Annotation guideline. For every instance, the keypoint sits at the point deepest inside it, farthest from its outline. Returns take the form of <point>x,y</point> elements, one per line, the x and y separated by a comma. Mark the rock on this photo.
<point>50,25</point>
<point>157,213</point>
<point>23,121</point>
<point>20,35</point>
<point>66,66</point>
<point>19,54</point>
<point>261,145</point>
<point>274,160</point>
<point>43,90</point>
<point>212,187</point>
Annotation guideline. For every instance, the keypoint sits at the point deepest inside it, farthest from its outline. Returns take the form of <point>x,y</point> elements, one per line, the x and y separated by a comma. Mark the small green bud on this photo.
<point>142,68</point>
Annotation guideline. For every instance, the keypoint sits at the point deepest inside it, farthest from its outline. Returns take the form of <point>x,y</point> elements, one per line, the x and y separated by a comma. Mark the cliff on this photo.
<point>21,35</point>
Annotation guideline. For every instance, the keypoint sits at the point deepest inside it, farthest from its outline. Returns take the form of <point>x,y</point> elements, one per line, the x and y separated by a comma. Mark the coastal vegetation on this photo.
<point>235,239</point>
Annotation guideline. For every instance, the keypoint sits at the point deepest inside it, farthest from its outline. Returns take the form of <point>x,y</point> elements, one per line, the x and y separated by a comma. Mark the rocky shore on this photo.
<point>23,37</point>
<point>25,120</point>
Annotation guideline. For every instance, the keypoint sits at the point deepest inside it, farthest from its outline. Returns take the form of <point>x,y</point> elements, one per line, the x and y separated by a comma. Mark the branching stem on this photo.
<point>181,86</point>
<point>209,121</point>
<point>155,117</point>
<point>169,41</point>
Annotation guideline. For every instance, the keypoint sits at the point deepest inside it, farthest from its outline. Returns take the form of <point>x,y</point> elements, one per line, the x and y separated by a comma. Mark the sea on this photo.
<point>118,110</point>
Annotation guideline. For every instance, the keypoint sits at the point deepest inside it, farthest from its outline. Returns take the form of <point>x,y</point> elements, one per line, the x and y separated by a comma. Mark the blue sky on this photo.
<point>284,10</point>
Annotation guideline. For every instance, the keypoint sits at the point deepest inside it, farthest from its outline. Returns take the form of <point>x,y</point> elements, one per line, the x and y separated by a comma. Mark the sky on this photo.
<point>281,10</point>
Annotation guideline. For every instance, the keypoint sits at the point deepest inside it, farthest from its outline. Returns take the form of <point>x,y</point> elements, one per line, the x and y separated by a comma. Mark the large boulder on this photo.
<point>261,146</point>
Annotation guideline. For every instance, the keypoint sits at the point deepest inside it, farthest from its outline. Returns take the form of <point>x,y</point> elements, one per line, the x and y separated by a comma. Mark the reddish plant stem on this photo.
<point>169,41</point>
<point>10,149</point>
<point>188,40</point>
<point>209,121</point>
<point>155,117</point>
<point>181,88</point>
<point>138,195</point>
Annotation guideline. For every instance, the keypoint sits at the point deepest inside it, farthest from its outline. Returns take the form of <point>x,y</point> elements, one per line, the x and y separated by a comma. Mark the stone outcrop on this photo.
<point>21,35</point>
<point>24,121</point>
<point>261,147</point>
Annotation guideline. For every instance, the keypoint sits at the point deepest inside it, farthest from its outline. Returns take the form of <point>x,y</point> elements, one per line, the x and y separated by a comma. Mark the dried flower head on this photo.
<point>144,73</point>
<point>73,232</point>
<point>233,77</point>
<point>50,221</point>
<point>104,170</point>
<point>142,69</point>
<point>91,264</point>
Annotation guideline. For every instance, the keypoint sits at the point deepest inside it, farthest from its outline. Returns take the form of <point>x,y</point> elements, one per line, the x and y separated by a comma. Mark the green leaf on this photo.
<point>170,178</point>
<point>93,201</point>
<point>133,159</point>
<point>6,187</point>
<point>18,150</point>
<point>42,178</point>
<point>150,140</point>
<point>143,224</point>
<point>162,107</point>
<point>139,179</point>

- **What needs to be done**:
Can you output the data word for word, starting at the line containing "outcrop on this photo." and ending at the last line of the data?

- **Reply to the task**:
Annotation guideline. For every instance, the keypoint sits at the point deepest inside it, farthest from its outline. Returns take the form of <point>x,y</point> elements, one per line, the x and y separated by a comma. Mark the stone outcrop on this photo.
<point>21,35</point>
<point>24,121</point>
<point>261,147</point>
Annotation guideline. For every instance, the keypoint sits at the point deepest inside it, farthest from its outline. Returns take the form of <point>x,y</point> elements, one per line, the x and y separated by a comma. Mark the dried flower head on this photo.
<point>144,73</point>
<point>73,232</point>
<point>233,77</point>
<point>50,221</point>
<point>104,170</point>
<point>142,69</point>
<point>91,264</point>
Annotation guideline. For every instance, the keypoint sits at the point deepest inside it, farthest from its outline. Returns take the form of <point>x,y</point> elements, one per line, the x and y separated by a comma. Mark the green leaf on this photo.
<point>170,178</point>
<point>93,201</point>
<point>133,159</point>
<point>6,187</point>
<point>18,150</point>
<point>42,178</point>
<point>150,140</point>
<point>143,224</point>
<point>162,107</point>
<point>139,179</point>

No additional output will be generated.